What this task involves: Transcribe, word for word, the line containing "Practice step: put one dot on the wooden fence" and each line following it through the end of the listing below. Omit all other lines.

• • •

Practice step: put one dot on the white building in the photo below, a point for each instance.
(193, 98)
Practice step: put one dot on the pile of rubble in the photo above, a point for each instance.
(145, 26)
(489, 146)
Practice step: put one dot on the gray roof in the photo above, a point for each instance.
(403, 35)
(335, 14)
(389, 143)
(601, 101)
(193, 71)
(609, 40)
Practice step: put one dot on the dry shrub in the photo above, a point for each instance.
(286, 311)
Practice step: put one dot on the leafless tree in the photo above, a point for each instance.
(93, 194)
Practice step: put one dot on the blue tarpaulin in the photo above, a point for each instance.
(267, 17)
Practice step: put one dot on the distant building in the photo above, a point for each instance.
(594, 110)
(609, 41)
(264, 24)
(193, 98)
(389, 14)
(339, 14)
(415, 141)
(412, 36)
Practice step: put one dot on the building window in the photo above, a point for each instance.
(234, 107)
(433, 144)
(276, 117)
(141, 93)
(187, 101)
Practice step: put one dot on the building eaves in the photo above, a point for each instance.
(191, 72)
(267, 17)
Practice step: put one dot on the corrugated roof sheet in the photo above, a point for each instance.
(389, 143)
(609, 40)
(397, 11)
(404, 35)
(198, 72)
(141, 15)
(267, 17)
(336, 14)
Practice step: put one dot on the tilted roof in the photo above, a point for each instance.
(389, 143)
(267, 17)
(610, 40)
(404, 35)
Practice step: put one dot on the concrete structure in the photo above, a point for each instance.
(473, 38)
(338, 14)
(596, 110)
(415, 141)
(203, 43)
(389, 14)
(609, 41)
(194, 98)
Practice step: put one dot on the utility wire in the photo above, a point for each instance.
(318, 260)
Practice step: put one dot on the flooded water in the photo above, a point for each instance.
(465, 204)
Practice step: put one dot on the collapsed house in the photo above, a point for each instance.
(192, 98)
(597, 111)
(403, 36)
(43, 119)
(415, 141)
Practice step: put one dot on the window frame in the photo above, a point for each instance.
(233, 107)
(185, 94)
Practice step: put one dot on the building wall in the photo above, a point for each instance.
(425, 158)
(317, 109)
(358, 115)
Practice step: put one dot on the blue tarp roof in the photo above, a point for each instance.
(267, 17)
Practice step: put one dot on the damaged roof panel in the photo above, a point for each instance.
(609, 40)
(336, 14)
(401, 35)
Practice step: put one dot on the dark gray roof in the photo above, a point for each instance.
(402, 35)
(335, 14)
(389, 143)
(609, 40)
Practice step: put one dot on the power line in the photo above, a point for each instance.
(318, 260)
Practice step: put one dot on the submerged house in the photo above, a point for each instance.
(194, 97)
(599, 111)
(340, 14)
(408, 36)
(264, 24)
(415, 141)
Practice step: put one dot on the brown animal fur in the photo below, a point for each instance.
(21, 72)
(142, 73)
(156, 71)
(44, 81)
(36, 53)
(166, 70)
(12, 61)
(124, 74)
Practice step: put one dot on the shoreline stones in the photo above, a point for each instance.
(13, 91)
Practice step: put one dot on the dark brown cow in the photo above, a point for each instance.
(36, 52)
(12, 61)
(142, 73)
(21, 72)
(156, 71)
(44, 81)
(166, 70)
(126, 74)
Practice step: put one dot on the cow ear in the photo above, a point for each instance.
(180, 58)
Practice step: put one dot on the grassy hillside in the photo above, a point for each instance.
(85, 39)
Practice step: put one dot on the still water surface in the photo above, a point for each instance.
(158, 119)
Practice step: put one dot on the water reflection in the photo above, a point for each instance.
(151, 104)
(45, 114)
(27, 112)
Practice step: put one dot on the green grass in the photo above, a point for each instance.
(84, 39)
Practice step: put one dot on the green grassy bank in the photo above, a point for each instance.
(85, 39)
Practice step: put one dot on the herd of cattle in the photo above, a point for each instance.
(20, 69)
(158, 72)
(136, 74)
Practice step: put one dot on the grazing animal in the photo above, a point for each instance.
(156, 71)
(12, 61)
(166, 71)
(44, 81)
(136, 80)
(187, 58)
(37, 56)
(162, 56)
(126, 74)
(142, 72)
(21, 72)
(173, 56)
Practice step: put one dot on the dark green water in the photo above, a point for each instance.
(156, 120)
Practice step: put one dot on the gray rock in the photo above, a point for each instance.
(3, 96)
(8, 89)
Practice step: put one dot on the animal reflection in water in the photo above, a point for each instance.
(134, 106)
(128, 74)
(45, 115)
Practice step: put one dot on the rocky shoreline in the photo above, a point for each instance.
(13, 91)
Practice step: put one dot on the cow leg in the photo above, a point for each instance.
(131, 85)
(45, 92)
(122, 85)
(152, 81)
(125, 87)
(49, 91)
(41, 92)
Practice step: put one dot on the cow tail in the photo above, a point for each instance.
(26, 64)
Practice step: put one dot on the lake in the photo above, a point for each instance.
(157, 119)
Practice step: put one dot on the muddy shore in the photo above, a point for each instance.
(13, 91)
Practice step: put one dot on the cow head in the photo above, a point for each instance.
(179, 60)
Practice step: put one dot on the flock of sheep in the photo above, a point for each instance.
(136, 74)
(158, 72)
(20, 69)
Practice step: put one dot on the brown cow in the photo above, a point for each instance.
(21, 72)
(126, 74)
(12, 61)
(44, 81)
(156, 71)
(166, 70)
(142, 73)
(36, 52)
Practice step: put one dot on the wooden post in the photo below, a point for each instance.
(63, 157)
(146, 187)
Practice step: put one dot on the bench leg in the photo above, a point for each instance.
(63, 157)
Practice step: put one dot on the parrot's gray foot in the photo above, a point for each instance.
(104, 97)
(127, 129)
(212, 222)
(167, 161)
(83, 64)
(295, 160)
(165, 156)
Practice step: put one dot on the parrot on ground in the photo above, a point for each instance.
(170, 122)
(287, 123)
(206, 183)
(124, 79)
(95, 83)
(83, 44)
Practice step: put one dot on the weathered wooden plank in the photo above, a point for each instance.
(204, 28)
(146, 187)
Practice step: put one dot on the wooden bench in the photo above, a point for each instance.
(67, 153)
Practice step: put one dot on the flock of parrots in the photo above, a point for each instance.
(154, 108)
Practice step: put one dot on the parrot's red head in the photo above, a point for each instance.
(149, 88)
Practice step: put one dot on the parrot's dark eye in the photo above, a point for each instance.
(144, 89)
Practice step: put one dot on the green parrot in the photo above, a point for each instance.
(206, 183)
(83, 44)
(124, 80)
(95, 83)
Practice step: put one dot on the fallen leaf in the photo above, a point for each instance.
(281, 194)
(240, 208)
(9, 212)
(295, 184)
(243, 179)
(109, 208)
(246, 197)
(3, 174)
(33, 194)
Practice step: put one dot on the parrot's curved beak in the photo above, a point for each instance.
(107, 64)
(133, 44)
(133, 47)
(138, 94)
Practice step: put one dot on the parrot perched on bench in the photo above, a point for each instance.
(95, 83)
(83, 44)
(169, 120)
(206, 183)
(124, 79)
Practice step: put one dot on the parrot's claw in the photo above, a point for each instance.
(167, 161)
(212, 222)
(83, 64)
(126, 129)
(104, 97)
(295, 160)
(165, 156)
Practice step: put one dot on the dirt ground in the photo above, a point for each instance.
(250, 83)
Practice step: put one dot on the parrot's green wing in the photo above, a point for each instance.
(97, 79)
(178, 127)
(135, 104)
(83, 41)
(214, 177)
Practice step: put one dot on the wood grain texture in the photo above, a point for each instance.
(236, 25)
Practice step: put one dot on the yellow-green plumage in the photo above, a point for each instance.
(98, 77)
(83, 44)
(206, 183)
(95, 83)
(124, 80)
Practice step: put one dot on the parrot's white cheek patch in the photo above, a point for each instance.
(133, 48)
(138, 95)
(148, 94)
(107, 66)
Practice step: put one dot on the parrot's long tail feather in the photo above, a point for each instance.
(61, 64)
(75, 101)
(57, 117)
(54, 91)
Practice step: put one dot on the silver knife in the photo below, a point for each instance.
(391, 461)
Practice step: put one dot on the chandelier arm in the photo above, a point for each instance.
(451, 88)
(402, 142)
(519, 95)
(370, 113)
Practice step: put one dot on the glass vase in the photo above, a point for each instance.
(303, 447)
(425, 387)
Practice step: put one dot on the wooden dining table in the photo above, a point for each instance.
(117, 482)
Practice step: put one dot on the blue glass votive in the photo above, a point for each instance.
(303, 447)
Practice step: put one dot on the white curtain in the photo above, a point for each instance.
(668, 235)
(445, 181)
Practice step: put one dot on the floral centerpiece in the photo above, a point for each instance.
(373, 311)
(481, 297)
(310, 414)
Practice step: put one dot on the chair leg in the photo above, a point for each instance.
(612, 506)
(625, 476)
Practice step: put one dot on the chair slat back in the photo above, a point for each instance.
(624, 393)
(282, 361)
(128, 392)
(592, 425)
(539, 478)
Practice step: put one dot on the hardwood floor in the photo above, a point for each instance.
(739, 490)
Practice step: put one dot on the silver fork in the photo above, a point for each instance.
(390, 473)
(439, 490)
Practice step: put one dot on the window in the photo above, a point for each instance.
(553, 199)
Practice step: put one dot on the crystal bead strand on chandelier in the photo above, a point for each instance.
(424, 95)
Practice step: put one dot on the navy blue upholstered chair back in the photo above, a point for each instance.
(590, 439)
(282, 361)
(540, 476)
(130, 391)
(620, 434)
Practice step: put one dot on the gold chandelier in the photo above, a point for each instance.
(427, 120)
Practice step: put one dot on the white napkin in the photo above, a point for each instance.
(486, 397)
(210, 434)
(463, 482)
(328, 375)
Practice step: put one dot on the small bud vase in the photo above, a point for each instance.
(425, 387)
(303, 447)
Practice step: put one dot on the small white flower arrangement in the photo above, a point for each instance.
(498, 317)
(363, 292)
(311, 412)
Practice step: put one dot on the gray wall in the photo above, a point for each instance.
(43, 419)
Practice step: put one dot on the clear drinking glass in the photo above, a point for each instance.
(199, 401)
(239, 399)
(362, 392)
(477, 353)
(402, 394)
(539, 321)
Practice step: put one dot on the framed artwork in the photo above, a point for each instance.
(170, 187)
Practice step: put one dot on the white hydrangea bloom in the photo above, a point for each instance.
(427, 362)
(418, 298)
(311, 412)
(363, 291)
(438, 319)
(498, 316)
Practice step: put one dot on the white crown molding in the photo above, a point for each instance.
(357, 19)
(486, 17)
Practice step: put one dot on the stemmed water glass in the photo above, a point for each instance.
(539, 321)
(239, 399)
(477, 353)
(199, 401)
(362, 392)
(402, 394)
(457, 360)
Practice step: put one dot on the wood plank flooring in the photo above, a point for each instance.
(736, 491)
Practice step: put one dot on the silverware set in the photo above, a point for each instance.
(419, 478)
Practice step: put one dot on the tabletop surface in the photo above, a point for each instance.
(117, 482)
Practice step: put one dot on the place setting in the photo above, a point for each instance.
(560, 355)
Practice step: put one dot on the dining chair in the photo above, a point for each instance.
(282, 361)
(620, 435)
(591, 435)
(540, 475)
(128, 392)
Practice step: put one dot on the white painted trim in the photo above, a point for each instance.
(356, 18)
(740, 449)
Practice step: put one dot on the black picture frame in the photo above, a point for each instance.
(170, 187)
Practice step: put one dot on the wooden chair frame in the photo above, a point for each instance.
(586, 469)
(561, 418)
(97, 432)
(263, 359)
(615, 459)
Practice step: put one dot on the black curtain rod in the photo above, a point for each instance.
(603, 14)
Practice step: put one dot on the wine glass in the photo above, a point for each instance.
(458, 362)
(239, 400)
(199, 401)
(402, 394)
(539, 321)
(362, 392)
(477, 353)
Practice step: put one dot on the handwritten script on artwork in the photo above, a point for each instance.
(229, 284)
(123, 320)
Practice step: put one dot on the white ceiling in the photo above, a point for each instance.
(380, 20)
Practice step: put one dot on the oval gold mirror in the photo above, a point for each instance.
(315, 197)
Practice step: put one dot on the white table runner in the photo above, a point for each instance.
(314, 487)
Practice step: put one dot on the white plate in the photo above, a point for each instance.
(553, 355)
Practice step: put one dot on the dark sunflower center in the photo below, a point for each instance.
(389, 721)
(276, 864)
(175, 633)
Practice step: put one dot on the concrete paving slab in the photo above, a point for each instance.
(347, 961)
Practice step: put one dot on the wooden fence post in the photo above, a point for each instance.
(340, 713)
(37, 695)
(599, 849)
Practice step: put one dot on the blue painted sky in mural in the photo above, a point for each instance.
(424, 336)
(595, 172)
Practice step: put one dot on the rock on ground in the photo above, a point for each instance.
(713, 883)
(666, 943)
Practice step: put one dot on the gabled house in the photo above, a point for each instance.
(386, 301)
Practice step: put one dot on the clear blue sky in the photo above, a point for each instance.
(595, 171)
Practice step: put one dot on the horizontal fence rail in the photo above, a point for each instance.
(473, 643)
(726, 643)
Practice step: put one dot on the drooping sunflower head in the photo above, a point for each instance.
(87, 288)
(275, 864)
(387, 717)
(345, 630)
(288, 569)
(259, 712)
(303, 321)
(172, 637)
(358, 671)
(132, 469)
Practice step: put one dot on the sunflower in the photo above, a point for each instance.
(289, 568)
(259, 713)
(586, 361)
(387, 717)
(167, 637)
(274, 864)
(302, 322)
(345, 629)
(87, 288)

• • •

Exercise response:
Practice step: put one dot on the wooden fence post in the photo above, a point for each instance.
(340, 713)
(37, 695)
(599, 849)
Practice step: put one dot on the blue painted sky in mural in the photo above, a point for each instance.
(424, 336)
(595, 172)
Practice step: put one dot on the rock on ground in the photo above, a point for each instance.
(713, 883)
(666, 943)
Practice step: put one dot on the gabled house in the photo above, a point for each instance.
(386, 301)
Practice step: put one dot on the clear blue sky in the photo above, a point for each instance.
(595, 171)
Practice step: put one dot on the horizontal fence rail in the photo above, a point for each instance.
(473, 643)
(726, 643)
Practice step: put one dot on the drooping sunflower head in the photo above, a point for each instance.
(87, 288)
(275, 864)
(387, 717)
(345, 630)
(288, 569)
(259, 712)
(303, 321)
(172, 637)
(358, 671)
(132, 469)
Practice step: put one dot on the sunflower in the photo above, a point for each instance.
(289, 568)
(259, 713)
(586, 361)
(387, 717)
(167, 637)
(274, 864)
(302, 322)
(345, 629)
(87, 288)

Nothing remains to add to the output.